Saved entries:
════════════════════

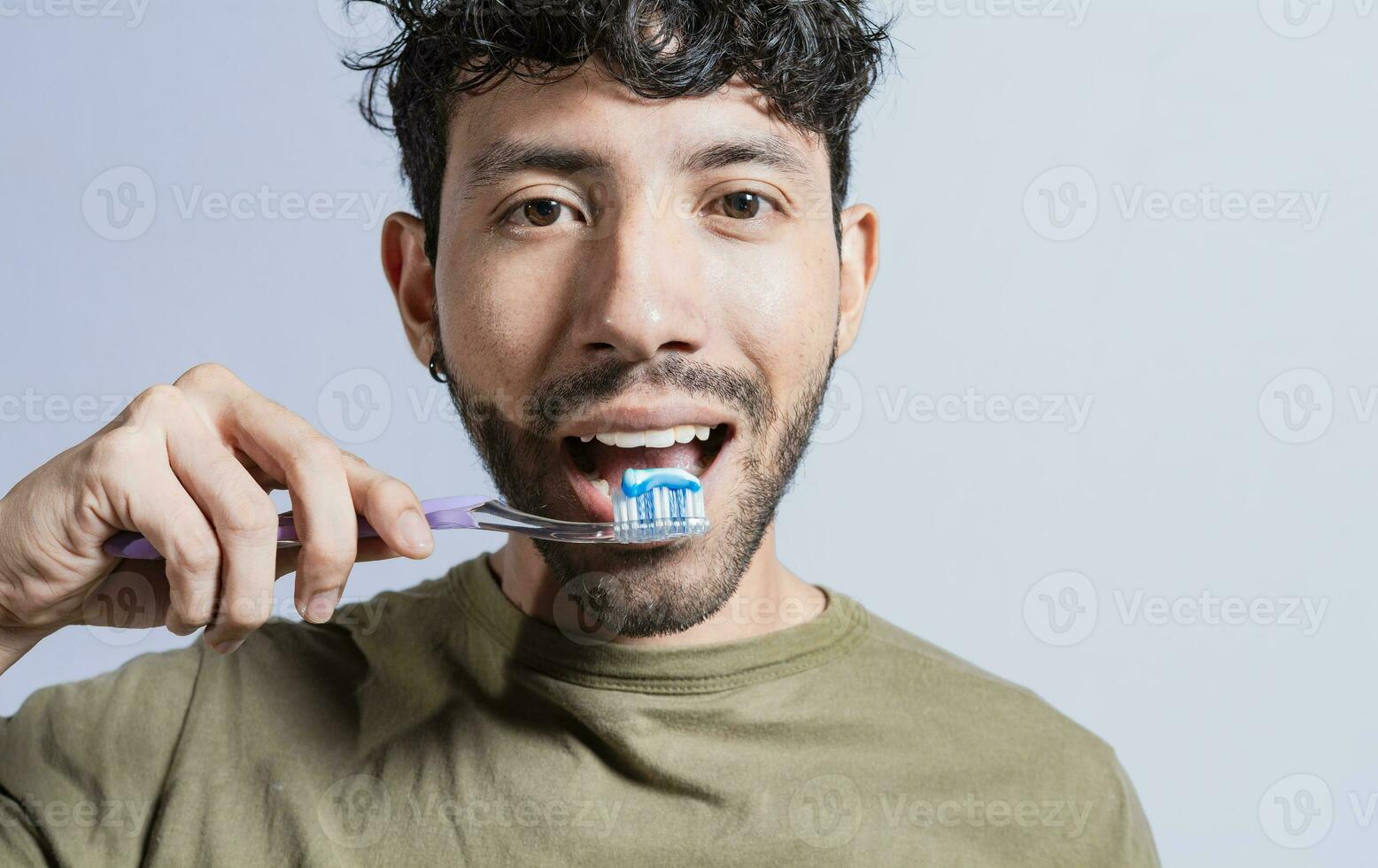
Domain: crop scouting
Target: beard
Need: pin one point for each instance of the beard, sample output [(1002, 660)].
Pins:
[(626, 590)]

════════════════════

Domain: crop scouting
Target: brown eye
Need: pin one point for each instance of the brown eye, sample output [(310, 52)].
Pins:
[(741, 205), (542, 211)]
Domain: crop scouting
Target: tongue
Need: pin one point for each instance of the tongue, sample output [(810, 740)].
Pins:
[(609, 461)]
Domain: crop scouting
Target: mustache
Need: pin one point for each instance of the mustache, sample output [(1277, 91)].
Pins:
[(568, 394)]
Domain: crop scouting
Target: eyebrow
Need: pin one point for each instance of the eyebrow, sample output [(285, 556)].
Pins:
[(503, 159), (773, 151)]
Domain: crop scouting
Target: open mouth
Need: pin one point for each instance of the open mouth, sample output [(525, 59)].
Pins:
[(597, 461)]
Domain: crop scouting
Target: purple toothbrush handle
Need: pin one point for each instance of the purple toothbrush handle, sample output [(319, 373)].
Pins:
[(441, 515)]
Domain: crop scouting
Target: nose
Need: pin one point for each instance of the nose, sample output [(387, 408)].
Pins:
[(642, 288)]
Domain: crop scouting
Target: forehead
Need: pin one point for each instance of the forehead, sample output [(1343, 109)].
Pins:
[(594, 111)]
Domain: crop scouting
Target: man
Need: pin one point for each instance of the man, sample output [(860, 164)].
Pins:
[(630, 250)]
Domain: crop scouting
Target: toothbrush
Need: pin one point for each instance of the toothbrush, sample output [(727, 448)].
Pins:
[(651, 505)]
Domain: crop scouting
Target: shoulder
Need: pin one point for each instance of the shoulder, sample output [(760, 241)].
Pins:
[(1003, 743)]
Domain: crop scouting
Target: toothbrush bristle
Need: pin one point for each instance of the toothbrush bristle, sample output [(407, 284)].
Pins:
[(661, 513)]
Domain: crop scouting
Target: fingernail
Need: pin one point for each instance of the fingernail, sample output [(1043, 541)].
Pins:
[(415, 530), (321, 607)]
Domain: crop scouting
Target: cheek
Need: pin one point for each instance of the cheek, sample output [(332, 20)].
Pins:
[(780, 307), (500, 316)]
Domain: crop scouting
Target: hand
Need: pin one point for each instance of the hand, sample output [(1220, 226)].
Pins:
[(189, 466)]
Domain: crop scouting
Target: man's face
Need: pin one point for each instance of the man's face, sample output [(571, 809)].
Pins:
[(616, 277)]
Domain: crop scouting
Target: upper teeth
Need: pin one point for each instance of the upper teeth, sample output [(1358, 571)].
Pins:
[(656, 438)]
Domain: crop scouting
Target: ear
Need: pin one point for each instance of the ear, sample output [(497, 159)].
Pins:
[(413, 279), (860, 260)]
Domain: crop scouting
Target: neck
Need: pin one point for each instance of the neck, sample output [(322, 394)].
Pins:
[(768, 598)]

════════════════════

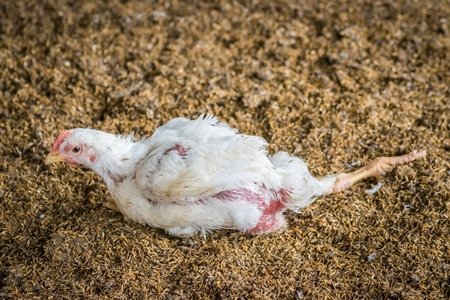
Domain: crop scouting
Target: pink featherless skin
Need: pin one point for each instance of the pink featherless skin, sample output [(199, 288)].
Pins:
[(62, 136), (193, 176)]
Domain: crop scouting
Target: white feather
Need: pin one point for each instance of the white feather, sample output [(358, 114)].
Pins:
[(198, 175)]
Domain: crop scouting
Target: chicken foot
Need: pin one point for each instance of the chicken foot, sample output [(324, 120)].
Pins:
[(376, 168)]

════════════════════

#### Aim of the exercise
Give the number of lines that hold the word "cheek" in these records, with nothing added.

#### Final answer
2